=== Section Start ===
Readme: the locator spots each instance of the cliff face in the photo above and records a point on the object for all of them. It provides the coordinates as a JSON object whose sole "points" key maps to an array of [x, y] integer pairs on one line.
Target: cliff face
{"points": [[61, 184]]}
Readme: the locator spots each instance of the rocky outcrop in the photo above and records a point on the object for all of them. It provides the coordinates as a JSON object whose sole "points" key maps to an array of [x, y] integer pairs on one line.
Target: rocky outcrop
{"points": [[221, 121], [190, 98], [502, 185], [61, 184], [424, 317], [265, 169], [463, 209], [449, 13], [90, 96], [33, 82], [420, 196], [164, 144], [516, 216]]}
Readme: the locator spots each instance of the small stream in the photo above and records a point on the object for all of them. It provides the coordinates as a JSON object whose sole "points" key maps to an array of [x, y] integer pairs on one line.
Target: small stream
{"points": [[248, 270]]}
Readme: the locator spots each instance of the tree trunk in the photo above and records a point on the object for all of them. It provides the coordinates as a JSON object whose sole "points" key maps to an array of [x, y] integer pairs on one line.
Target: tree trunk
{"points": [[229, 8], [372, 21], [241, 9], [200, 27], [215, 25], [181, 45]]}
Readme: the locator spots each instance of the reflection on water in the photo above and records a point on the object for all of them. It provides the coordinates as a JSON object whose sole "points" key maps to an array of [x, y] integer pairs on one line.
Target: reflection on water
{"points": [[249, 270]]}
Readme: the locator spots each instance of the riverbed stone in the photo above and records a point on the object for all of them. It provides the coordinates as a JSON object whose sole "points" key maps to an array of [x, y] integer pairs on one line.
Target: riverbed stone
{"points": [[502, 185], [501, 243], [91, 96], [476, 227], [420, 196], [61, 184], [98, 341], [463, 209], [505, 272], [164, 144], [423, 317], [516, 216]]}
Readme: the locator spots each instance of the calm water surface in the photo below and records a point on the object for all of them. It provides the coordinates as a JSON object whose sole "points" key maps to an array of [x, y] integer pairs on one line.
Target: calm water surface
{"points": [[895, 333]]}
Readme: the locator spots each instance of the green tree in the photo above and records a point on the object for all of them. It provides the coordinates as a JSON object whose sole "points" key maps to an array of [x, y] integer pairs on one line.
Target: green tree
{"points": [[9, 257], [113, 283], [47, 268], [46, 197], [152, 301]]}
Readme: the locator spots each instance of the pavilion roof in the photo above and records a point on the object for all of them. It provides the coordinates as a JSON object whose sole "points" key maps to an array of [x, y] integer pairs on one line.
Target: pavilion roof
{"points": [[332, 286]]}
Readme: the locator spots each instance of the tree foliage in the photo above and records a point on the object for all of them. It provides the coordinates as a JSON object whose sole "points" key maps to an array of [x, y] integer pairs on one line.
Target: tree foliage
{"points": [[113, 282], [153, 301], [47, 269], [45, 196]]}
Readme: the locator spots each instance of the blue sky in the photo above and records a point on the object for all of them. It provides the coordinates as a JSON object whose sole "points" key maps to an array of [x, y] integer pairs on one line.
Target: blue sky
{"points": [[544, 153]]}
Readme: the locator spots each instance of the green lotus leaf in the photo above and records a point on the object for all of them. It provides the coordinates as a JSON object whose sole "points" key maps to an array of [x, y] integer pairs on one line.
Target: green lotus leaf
=== Section End ===
■ ASSIGNMENT ■
Give back all of the entries above, unchanged in every word.

■ RESULT OF THE EXERCISE ■
Readme: the locator spots each instance of the cliff face in the photo above and records a point on the object for all of them. It provides the coordinates as a JSON object whose sole "points" key maps to an array of [x, y] integer pairs on one line.
Target: cliff face
{"points": [[61, 184]]}
Readme: the locator spots each instance of the rocky outcrop in the photo above and records a point on the object for all of them. It provides the coordinates as a JSON object whose sole "points" key maps to an array of [x, y] integer pairs on one line.
Target: rocky outcrop
{"points": [[221, 121], [190, 98], [502, 185], [61, 184], [424, 317], [265, 169], [463, 209], [449, 13], [90, 96], [33, 82], [420, 196], [164, 144], [516, 216]]}
Readme: the locator spots each instance of the small stream in the photo above and records a point on the object for all of them. It provides the coordinates as a JSON object whose sole "points" key maps to an array of [x, y] integer pairs on one line.
Target: small stream
{"points": [[248, 270]]}
Readme: the locator spots each instance of the tree trunk in the photo above and records a point on the object for all of them. It provides the coordinates as a JSON object whose sole "points" key maps to an array of [x, y] integer pairs on one line.
Target: tree trunk
{"points": [[229, 8], [372, 21], [241, 9], [200, 27], [215, 25], [181, 45]]}
Readme: the locator spots each instance of the reflection on water in the photo above and records a point on the object for all of them. It provides the coordinates as a JSON object whose sole "points" key maps to an array of [x, y] integer pairs on one line.
Target: reflection on water
{"points": [[249, 270]]}
Readme: the locator spots each instance of the riverbed stone in the photo above and records a point on the object for all of them. It provides the coordinates as a JSON object whose sole "points" key maps to an array of [x, y] integer pairs on one line.
Target: riverbed stone
{"points": [[502, 185], [501, 243], [91, 96], [476, 227], [420, 196], [61, 184], [98, 341], [463, 209], [505, 272], [164, 144], [423, 317], [516, 216]]}
Readme: the locator spots each instance of the calm water surface in the photo below and records a point on the object for all of them. It provides the coordinates as a JSON object whose sole "points" key maps to an array of [x, y] integer pairs on one line.
Target: calm water surface
{"points": [[895, 333]]}
Readme: the locator spots each instance of the green tree in the photo above and records a point on the object for all of them. It provides the coordinates as a JSON object whose sole "points" key maps to an array of [x, y] integer pairs on one line.
Target: green tree
{"points": [[9, 257], [113, 283], [47, 268], [46, 197], [152, 301]]}
Readme: the locator spots each instance of the pavilion roof in the photo above and records a point on the object for all of them. It provides the coordinates as a JSON object whose sole "points" key maps to an array of [x, y] integer pairs on one line.
Target: pavilion roof
{"points": [[332, 286]]}
Readme: the locator spots each instance of the tree foliage in the photo above and records a point on the object for all of them. It provides the coordinates as a JSON object whose sole "points" key maps to an array of [x, y] integer pairs on one line.
Target: tree foliage
{"points": [[113, 282], [153, 301], [47, 269], [45, 196]]}
Readme: the locator spots each instance of the blue sky in the photo above and records a point on the object for all of them. It provides the coordinates as a JSON object whose sole "points" key maps to an array of [x, y] integer pairs on one line.
Target: blue sky
{"points": [[544, 153]]}
Readme: the locator spots each instance of the green lotus leaf in the photo above and records a point on the object for all of them. It provides the coordinates as a JSON object whose sole "points" key maps to an array of [x, y] integer pairs on one line.
Target: green lotus leaf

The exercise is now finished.